[Dataset rows]
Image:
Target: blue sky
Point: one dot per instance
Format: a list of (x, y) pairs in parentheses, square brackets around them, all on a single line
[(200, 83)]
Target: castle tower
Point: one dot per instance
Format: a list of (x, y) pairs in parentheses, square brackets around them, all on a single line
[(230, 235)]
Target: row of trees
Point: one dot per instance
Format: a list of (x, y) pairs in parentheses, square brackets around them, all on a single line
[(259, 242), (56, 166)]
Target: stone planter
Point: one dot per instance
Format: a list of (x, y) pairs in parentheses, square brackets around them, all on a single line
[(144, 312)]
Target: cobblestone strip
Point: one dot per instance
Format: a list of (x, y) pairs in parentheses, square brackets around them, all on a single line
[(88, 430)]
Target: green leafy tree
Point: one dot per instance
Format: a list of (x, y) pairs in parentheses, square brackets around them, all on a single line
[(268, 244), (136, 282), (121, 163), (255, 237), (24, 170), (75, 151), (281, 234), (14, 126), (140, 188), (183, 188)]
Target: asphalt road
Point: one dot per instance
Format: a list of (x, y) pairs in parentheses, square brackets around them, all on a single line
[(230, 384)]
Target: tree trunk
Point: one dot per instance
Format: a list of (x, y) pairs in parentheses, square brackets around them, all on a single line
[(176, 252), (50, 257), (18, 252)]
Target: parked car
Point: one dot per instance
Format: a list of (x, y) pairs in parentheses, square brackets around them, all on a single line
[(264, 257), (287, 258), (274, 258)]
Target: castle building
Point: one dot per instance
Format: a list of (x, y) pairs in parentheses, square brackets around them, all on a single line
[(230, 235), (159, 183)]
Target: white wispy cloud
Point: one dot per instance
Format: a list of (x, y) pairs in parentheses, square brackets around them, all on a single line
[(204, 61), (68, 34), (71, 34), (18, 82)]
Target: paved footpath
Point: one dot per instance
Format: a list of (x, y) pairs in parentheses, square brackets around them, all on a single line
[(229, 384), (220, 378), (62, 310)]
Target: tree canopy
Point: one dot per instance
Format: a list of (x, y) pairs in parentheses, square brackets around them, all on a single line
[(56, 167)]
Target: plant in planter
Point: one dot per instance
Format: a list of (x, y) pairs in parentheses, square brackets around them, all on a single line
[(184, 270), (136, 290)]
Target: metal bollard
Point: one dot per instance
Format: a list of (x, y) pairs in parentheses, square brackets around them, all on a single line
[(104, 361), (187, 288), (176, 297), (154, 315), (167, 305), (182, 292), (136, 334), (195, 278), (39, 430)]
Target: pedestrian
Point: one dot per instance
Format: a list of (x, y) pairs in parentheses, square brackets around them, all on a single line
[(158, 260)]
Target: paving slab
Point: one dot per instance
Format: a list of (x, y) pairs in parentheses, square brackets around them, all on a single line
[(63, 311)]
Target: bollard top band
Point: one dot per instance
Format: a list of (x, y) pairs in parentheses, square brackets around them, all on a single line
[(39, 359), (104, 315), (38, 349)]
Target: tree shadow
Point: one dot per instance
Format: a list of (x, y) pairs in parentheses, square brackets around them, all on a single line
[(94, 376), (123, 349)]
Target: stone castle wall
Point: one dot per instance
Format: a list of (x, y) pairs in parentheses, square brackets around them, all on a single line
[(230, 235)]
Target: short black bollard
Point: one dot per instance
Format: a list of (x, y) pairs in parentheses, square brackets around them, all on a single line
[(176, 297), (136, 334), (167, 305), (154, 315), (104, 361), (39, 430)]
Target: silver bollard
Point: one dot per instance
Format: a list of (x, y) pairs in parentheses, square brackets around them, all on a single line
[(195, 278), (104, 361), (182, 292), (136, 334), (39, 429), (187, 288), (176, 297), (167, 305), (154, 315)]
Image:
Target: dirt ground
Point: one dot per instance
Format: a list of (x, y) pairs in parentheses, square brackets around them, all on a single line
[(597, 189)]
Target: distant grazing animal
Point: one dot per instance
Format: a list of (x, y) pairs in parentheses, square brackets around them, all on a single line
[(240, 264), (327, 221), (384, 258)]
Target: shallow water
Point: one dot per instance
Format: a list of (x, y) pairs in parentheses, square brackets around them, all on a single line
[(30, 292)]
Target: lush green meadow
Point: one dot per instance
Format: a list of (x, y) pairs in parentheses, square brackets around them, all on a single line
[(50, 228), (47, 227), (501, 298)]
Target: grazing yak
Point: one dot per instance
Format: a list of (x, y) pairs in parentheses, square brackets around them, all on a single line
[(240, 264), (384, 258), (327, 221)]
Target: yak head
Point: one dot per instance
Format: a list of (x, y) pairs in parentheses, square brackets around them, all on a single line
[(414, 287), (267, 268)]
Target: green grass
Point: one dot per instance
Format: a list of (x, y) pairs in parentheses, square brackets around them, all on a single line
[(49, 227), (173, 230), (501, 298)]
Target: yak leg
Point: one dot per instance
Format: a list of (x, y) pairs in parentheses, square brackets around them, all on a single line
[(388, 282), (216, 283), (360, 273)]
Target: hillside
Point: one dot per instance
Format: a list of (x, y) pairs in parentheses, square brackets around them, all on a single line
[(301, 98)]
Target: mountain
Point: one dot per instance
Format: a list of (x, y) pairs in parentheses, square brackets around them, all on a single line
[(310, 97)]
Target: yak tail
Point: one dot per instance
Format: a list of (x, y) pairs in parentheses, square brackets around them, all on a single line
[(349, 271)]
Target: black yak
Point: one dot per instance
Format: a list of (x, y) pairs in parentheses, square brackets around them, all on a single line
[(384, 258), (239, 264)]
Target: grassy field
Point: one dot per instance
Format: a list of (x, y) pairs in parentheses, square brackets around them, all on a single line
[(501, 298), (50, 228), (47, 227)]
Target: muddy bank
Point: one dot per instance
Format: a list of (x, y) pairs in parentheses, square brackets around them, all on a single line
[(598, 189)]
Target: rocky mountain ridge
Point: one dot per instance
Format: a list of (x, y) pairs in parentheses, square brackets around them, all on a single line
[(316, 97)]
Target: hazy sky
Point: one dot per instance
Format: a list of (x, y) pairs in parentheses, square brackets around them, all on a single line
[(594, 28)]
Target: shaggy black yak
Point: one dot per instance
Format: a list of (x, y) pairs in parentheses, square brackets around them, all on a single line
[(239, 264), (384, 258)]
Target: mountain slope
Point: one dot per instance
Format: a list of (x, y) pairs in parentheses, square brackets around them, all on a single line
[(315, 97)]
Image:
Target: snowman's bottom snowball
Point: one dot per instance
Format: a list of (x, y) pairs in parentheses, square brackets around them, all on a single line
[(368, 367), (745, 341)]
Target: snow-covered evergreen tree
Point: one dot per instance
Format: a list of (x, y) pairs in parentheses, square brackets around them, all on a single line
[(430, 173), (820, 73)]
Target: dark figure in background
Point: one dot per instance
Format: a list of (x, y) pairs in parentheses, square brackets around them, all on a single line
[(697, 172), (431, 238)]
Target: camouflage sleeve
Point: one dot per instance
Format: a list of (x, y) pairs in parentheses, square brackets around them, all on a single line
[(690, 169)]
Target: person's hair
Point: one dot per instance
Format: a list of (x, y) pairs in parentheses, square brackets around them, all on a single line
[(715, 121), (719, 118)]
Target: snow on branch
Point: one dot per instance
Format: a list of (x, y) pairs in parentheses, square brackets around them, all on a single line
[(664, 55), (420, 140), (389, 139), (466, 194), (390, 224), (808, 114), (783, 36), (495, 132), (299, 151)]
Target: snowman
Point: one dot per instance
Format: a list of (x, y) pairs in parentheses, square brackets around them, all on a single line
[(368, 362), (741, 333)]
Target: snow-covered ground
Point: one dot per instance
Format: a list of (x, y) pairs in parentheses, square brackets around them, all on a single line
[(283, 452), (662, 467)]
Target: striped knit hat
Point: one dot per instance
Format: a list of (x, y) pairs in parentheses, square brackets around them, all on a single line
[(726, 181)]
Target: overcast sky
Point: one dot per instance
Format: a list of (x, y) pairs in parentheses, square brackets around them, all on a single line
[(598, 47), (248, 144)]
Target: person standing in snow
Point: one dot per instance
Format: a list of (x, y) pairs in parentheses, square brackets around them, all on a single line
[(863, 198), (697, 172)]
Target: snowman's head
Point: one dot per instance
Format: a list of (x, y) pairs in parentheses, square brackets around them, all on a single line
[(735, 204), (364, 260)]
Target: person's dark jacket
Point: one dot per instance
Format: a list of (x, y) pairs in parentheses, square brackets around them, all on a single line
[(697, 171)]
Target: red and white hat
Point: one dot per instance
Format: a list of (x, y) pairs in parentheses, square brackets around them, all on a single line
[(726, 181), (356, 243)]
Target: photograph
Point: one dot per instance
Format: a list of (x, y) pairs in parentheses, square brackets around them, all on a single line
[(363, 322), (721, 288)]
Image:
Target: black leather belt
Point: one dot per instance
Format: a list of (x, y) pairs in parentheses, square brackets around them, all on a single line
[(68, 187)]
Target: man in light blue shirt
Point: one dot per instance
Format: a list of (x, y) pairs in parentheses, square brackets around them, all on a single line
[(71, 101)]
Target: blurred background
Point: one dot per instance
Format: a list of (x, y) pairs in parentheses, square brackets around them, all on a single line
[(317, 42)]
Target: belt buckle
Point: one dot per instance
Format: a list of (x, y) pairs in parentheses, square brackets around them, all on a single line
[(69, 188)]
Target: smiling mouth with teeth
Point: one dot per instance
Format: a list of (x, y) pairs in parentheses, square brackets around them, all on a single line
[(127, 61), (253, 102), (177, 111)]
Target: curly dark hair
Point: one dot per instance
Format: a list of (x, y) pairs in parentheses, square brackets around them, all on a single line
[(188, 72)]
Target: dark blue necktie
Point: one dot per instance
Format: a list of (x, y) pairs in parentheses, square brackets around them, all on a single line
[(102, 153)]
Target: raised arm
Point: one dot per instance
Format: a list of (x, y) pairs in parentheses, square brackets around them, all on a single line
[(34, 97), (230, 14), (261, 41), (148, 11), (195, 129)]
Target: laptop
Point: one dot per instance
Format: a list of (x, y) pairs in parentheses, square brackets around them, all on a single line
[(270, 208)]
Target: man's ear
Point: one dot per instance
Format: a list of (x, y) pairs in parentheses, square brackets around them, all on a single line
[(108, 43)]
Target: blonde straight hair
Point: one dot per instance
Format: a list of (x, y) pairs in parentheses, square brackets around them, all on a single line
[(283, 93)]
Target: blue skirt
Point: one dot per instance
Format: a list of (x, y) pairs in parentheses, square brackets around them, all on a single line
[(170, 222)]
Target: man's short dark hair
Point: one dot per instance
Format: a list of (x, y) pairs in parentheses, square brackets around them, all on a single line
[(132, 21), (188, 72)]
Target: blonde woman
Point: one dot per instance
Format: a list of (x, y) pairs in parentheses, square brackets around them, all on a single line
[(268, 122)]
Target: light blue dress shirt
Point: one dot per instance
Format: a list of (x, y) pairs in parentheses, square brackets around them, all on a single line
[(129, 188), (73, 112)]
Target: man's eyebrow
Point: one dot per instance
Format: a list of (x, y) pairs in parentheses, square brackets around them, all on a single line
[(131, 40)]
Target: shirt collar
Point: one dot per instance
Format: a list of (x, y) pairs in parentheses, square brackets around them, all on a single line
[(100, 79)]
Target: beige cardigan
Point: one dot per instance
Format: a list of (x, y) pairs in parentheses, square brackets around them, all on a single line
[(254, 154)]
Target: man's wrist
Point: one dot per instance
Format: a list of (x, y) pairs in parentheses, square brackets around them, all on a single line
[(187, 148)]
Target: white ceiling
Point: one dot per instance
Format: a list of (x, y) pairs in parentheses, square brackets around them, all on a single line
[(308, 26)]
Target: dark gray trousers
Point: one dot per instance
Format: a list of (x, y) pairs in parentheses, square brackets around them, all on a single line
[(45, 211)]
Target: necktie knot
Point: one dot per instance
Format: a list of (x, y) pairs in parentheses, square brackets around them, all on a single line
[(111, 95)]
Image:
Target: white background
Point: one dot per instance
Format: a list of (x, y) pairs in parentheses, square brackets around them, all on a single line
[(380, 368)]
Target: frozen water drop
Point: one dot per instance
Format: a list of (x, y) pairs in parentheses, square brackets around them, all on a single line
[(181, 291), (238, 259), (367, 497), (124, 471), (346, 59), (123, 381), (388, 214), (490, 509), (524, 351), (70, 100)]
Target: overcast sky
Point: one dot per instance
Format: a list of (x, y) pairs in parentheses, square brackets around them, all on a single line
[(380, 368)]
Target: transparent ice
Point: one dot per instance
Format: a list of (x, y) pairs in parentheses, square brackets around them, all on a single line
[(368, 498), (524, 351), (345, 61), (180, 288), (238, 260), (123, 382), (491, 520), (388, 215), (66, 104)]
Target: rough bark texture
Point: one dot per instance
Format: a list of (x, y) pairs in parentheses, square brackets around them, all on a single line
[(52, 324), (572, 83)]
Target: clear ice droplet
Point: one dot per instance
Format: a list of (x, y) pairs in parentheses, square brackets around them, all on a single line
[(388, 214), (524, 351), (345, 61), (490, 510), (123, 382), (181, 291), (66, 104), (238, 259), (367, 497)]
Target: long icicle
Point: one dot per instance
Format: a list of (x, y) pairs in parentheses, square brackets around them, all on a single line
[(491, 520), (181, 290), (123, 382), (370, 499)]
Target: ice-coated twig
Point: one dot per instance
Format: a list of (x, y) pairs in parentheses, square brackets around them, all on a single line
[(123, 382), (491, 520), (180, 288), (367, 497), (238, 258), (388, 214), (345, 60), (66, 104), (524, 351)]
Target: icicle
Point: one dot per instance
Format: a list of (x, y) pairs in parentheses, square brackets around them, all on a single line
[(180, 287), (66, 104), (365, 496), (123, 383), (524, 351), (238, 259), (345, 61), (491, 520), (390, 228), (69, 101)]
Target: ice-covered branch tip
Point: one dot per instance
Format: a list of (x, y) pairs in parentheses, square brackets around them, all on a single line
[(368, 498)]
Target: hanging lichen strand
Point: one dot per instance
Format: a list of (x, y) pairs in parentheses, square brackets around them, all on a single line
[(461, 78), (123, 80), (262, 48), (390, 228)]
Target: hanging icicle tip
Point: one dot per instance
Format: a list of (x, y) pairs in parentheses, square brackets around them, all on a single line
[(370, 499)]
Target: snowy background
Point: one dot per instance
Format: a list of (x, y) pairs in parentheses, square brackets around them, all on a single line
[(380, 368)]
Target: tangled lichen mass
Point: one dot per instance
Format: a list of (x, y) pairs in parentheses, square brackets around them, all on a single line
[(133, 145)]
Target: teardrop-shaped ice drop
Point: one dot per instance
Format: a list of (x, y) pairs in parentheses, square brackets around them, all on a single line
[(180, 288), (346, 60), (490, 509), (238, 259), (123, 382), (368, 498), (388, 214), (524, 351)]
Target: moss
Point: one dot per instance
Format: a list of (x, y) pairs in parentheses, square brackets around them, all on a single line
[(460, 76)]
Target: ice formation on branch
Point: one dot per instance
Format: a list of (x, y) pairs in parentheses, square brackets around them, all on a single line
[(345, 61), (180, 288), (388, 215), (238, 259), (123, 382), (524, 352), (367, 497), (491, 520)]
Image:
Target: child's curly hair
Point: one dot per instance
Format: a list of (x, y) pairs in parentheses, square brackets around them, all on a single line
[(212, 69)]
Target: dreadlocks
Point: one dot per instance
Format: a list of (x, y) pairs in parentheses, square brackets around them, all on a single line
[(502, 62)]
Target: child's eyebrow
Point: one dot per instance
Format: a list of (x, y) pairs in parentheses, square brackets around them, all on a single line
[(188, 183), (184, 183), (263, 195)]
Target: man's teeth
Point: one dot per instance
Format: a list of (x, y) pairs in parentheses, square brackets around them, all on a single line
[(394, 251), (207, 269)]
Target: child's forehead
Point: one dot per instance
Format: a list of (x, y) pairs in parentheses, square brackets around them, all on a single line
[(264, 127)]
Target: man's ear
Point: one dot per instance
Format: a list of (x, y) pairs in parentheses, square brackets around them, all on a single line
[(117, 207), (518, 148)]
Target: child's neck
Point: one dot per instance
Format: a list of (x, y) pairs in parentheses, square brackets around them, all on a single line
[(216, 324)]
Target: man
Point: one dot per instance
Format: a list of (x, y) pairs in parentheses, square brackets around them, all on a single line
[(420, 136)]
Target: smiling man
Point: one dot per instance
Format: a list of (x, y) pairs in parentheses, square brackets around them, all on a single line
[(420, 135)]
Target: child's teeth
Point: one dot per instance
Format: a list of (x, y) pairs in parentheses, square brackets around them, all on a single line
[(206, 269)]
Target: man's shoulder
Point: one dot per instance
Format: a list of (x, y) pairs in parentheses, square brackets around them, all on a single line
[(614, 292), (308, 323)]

[Given exercise] Rewrite the stretch of the material from the line containing "Target: rough bark texture" through the line containing "228), (69, 101)]", with "rough" replaced by "coarse" and everything else unchanged.

[Expected answer]
Target: coarse bark texture
Point: one dot per instance
Format: a list of (x, y) pairs in parentheses, square brackets around them, all on a single line
[(52, 324), (572, 83)]
Target: clear ice droplet
Point: one dot per instance
Format: a list of (x, y) pairs in parentheses, square brackets around them, all on a single line
[(388, 214), (524, 351), (345, 61), (490, 510), (123, 382), (181, 291), (66, 104), (238, 259), (367, 497)]
Target: long icicle
Point: one dot per instance
Format: a list of (x, y) pairs in parentheses, square brackets around them, all on a single line
[(491, 520), (181, 290), (123, 382), (370, 499)]
Target: ice-coated twig
Point: one dot per instance
Format: a list of (x, y) pairs in parentheses, square brackets around them, all on a single line
[(123, 382), (491, 520), (180, 288), (367, 497), (238, 258), (388, 214), (345, 60), (66, 104), (524, 351)]
Target: icicle
Point: one dot per instance
Format: a list of (x, y) pairs in parentheses, square brackets around them, all on a single line
[(180, 287), (66, 104), (365, 496), (123, 383), (524, 351), (238, 259), (345, 61), (491, 520), (390, 228), (69, 101)]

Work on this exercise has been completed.